Exercise instructions: In the items below, locate each line that contains the word "rear" and copy out those lines.

Extracted records:
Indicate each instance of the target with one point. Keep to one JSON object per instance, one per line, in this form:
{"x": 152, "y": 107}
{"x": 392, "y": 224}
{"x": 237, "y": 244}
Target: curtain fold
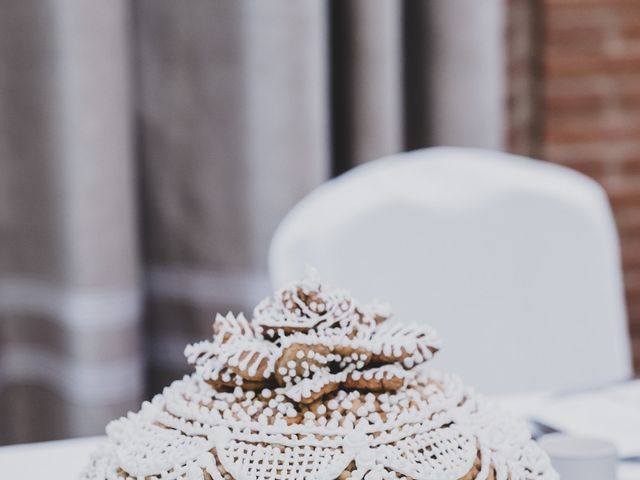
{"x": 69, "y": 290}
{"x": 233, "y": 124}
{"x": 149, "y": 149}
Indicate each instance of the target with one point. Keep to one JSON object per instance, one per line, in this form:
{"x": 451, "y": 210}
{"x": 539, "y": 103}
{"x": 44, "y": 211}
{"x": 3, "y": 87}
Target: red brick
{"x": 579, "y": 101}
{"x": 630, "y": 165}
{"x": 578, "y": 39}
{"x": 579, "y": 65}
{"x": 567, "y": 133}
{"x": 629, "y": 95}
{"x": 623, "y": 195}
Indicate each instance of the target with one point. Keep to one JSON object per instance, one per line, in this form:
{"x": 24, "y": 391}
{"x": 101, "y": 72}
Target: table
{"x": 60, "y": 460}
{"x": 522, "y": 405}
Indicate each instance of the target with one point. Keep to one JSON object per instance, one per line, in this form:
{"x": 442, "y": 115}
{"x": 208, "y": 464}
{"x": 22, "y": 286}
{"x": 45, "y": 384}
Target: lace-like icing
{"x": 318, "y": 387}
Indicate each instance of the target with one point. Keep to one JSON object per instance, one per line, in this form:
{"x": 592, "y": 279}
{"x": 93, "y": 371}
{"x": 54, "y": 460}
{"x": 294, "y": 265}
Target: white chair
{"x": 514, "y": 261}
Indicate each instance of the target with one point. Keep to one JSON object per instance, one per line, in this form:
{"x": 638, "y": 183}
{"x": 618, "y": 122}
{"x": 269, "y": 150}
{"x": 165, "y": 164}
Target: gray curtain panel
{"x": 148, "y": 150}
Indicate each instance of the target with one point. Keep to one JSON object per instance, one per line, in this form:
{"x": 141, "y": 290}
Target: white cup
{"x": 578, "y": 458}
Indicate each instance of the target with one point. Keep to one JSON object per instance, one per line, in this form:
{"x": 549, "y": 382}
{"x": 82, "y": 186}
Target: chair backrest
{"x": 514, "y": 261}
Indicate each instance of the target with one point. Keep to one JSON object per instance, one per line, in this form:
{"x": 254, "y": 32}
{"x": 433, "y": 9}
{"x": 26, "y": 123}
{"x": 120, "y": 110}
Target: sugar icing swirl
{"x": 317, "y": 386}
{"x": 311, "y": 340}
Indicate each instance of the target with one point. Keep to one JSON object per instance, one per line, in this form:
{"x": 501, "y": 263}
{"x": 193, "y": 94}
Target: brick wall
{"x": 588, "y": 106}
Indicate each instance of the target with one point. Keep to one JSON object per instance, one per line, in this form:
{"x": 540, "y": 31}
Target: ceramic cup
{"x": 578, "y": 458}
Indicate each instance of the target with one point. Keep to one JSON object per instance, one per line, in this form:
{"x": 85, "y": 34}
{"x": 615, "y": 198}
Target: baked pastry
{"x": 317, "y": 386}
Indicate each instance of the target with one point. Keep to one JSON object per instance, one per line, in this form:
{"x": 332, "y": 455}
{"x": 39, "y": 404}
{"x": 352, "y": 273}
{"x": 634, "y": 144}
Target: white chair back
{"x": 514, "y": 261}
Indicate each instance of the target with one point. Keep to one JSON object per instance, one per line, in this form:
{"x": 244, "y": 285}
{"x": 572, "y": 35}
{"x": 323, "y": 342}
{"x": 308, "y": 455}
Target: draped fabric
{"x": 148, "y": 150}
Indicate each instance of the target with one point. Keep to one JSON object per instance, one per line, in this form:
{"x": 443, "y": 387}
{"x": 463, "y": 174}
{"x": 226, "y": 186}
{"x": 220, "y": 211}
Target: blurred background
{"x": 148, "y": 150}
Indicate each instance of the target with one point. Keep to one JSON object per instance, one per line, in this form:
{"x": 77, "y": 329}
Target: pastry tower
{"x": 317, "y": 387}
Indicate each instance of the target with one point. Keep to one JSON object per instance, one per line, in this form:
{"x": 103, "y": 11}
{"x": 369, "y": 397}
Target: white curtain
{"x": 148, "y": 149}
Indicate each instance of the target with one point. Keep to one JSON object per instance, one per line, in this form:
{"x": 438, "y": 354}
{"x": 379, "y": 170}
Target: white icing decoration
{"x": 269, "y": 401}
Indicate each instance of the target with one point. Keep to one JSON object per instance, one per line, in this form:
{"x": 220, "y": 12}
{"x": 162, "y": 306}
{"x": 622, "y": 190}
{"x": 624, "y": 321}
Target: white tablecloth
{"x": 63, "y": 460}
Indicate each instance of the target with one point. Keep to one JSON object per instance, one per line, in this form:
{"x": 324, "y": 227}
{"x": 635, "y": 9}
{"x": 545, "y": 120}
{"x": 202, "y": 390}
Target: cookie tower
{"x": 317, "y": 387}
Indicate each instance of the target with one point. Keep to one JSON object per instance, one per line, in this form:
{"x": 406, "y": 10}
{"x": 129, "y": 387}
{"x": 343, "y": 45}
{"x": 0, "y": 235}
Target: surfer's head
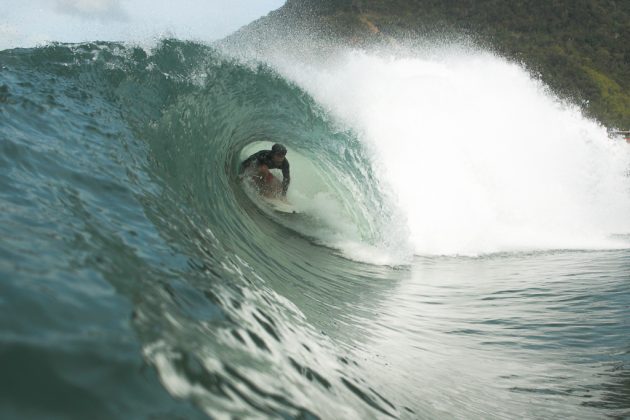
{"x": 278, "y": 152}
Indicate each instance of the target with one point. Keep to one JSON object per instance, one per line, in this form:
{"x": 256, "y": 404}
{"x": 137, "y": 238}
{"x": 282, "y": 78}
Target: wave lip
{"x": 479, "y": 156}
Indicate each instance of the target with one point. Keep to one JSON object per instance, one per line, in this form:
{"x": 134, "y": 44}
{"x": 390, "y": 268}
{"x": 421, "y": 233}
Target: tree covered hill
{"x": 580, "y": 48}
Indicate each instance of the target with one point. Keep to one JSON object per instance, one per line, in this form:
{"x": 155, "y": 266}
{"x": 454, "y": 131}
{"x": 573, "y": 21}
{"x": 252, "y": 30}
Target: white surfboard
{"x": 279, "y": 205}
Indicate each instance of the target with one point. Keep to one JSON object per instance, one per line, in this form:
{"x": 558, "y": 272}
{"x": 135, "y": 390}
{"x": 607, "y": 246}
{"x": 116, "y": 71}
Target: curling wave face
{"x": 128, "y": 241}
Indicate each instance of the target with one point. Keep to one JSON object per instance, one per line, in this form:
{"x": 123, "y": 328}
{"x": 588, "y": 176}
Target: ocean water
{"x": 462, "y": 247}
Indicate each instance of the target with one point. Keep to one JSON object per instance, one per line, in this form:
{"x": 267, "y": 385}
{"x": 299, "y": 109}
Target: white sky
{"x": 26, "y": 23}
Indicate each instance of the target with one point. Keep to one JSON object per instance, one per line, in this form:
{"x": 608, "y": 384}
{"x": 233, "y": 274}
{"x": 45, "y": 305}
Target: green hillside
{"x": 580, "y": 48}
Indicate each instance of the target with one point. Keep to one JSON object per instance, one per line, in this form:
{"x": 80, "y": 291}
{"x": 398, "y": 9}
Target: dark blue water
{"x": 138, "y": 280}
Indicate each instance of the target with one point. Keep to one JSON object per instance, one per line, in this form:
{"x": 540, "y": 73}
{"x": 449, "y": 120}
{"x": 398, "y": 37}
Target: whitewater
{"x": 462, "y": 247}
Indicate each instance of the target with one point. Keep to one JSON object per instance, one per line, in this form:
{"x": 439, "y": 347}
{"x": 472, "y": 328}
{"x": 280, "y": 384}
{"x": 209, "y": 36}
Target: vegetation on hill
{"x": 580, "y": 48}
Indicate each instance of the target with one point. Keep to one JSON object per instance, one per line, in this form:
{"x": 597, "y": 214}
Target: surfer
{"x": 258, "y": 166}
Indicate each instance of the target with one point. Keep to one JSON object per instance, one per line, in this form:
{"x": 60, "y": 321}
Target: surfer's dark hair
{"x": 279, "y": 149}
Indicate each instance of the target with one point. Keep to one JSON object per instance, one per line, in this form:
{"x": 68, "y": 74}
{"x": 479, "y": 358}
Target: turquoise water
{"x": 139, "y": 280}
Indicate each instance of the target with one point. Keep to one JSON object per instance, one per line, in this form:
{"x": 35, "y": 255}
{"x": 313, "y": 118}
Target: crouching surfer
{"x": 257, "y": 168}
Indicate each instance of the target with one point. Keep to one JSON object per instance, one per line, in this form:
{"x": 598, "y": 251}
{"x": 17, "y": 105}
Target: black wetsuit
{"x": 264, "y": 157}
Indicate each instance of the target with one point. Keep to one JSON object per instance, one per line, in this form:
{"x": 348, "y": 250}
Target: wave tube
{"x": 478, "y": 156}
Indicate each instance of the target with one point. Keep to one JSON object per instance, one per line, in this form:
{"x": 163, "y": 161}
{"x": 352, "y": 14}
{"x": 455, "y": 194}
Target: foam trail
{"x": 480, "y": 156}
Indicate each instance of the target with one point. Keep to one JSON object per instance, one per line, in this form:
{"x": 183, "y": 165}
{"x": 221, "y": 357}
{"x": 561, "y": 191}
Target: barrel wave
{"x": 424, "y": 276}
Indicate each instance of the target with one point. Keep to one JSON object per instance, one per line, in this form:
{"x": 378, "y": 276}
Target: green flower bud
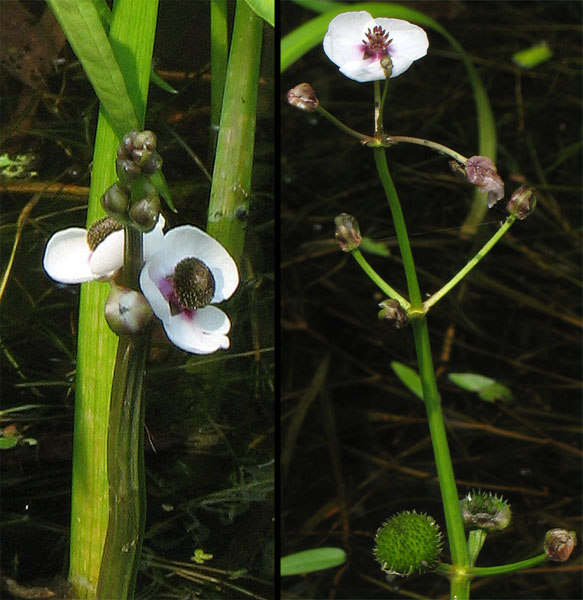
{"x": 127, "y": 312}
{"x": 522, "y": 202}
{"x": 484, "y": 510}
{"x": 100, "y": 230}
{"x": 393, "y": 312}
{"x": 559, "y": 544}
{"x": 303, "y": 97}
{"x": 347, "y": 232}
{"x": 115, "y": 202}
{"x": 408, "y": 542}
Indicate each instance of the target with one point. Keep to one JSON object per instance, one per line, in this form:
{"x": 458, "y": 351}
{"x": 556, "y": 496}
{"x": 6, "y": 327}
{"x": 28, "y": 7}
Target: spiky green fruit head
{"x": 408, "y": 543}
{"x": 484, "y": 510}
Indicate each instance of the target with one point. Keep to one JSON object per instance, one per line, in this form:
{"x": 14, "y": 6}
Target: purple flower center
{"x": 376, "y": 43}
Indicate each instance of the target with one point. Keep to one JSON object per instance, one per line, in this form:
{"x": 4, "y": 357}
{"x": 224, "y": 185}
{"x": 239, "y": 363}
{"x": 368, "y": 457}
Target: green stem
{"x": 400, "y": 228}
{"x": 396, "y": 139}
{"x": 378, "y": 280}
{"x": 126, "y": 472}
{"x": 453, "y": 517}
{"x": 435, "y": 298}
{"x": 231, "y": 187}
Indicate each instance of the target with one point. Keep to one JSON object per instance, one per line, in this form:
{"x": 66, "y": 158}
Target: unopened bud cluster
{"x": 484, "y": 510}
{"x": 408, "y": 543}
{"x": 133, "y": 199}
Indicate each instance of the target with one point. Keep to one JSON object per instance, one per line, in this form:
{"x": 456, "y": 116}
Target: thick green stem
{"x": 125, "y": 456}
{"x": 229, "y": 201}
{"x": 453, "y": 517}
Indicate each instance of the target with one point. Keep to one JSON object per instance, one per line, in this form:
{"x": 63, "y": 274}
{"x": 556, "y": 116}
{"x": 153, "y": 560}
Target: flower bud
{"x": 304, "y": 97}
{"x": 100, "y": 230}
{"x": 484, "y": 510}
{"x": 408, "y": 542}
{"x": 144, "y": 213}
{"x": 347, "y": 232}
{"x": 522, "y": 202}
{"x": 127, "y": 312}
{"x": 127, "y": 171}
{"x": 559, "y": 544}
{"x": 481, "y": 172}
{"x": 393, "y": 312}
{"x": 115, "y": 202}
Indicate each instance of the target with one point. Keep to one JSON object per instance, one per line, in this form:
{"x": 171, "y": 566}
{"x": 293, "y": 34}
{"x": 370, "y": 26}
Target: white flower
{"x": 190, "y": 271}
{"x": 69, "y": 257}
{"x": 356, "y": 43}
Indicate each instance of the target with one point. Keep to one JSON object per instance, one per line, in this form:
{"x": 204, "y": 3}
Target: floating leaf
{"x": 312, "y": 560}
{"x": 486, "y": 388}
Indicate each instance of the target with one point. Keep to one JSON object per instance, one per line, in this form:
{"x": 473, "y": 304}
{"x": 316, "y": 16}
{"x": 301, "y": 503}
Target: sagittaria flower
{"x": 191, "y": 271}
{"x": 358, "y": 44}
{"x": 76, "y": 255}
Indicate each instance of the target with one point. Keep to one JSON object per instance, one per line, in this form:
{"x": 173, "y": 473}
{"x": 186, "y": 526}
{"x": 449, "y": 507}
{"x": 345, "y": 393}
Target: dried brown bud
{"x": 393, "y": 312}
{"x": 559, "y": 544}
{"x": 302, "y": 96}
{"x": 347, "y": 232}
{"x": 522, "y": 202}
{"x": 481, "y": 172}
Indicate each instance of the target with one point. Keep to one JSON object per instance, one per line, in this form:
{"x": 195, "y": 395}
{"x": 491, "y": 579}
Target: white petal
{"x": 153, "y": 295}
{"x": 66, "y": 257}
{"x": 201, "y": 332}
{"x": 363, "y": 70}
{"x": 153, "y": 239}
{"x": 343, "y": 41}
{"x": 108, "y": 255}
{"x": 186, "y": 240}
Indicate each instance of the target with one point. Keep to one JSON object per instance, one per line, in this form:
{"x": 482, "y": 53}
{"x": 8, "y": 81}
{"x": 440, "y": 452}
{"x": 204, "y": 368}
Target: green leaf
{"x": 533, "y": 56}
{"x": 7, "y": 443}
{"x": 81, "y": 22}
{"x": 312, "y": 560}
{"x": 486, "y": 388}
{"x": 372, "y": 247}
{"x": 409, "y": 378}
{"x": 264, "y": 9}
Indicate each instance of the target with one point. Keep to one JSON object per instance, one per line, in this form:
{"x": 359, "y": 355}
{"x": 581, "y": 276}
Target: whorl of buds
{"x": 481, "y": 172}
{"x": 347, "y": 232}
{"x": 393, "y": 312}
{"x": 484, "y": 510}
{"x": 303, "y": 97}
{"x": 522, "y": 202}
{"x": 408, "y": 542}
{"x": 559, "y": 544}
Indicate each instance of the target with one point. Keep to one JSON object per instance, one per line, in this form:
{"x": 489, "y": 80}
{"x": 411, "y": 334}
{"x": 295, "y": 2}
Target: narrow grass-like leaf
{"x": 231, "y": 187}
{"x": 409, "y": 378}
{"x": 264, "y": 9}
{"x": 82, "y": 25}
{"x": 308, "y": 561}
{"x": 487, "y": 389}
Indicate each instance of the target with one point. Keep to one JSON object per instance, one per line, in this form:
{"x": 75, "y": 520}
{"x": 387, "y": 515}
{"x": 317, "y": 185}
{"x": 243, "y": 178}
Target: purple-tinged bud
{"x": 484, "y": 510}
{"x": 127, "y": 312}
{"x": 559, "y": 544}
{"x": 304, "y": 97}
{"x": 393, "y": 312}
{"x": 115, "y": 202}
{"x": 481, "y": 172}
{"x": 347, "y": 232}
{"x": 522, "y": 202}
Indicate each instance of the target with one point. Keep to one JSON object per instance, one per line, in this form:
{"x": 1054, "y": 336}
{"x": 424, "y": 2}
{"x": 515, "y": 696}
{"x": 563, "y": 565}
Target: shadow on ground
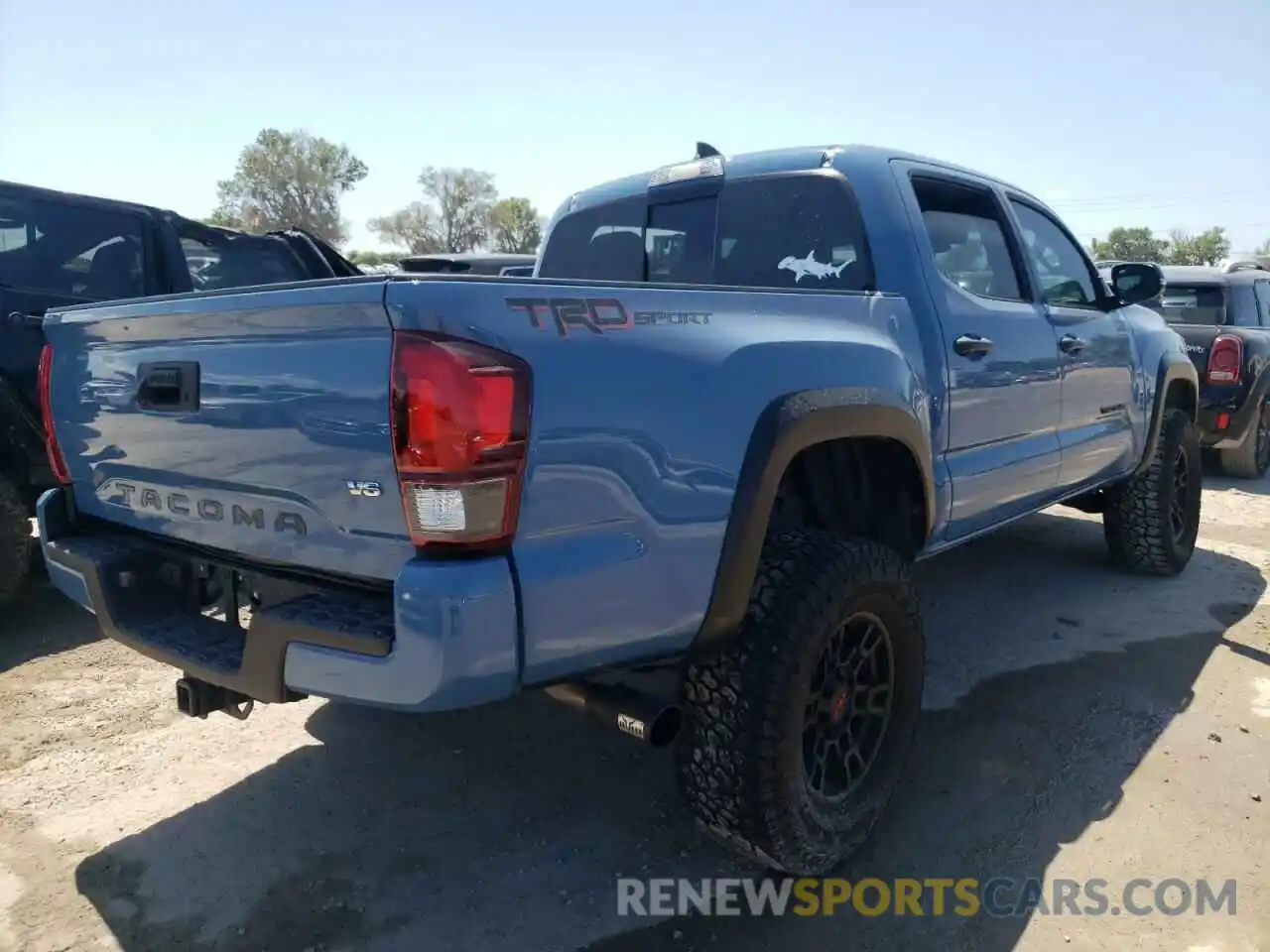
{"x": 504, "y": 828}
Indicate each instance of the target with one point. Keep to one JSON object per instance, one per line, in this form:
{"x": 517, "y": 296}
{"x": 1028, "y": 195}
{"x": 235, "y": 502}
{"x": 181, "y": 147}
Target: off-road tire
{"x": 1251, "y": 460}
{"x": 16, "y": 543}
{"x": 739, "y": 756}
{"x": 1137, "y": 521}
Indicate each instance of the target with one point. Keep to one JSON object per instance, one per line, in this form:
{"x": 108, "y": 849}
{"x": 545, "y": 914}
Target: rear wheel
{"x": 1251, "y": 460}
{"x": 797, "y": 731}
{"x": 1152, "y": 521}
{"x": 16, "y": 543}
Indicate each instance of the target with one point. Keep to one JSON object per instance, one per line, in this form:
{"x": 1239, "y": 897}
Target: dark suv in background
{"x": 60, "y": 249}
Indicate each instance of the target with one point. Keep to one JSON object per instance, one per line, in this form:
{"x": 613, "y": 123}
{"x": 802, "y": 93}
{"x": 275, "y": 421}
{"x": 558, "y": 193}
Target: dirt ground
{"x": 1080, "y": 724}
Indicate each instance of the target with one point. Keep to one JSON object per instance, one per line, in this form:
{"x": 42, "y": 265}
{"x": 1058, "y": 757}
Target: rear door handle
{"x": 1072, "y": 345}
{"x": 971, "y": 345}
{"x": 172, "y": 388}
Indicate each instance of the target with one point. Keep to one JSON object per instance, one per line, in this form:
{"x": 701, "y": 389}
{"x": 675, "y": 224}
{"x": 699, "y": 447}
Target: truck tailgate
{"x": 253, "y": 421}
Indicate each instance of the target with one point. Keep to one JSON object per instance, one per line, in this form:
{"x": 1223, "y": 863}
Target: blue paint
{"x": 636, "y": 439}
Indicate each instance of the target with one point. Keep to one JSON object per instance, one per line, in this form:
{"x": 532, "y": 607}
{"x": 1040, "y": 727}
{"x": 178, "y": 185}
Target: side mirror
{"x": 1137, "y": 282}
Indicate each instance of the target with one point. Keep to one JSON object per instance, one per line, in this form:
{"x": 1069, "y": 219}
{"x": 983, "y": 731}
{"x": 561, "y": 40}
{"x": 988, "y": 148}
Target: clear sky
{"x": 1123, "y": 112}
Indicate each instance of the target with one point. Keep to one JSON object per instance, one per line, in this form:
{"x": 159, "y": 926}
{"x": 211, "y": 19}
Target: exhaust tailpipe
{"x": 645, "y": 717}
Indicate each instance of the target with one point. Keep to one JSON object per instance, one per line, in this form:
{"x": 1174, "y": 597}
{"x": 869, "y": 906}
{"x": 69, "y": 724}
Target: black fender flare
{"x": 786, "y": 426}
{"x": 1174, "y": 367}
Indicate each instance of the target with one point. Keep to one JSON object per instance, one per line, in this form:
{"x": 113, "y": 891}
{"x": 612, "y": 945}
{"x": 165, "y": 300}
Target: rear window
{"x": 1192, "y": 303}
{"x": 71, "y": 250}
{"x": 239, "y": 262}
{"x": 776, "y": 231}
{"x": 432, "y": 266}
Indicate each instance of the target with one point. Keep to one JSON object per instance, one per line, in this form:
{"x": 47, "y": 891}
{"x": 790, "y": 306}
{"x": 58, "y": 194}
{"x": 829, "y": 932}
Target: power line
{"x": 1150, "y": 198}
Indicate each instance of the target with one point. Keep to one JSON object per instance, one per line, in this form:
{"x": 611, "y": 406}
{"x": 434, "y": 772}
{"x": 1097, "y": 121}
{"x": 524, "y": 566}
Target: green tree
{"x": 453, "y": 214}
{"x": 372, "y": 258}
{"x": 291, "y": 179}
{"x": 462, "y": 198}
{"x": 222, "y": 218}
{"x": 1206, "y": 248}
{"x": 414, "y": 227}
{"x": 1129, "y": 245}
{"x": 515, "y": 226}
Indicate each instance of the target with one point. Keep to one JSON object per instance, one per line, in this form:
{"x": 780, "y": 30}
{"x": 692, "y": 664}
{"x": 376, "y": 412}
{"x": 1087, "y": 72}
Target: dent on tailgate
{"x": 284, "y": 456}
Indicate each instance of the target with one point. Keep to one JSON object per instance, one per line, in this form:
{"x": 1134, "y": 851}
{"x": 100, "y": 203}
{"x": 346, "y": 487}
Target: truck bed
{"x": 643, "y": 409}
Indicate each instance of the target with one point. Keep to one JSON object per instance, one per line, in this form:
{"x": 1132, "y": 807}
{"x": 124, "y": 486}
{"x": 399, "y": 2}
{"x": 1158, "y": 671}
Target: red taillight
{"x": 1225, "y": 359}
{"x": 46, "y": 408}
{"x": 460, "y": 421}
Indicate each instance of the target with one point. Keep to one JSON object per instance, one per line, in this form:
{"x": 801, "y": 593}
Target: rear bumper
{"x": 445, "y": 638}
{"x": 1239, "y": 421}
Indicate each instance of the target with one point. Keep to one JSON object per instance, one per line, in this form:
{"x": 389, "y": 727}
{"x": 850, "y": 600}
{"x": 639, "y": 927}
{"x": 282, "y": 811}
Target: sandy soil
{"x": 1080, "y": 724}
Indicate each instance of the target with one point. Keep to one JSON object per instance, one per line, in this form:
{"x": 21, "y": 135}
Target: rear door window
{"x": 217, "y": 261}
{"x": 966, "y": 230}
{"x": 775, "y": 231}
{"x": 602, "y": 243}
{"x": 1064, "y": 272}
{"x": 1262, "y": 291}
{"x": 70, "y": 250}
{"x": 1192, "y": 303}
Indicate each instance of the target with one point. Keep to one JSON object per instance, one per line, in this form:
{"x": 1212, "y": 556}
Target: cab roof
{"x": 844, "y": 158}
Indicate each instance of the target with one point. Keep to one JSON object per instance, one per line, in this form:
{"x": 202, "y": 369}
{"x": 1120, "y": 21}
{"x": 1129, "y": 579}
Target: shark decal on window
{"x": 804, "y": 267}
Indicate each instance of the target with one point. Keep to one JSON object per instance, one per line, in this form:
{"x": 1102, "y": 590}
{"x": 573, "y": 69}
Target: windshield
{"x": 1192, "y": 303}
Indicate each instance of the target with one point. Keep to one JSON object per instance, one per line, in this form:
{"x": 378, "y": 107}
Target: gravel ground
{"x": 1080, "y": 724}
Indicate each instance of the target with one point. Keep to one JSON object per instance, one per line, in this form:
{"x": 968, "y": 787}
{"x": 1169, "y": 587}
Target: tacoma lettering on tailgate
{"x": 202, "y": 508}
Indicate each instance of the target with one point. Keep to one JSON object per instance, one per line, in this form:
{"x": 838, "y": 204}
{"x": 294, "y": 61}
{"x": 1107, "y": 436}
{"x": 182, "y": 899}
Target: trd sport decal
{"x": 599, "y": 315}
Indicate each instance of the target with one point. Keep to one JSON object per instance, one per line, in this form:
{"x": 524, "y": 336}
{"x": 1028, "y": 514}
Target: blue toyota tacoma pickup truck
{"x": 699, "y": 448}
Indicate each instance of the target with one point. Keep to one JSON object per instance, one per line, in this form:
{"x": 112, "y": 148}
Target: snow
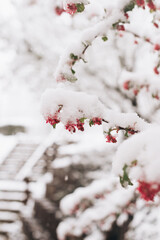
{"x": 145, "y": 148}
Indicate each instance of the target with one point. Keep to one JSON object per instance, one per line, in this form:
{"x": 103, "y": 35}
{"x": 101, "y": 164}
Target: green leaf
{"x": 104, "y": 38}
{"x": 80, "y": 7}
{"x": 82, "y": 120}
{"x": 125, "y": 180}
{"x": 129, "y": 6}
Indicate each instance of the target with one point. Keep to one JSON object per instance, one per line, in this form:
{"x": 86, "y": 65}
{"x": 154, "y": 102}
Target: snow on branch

Reply to the exercise:
Target: rear wheel
Target: rear door handle
Target: rear window
Target: rear bumper
Target: rear door window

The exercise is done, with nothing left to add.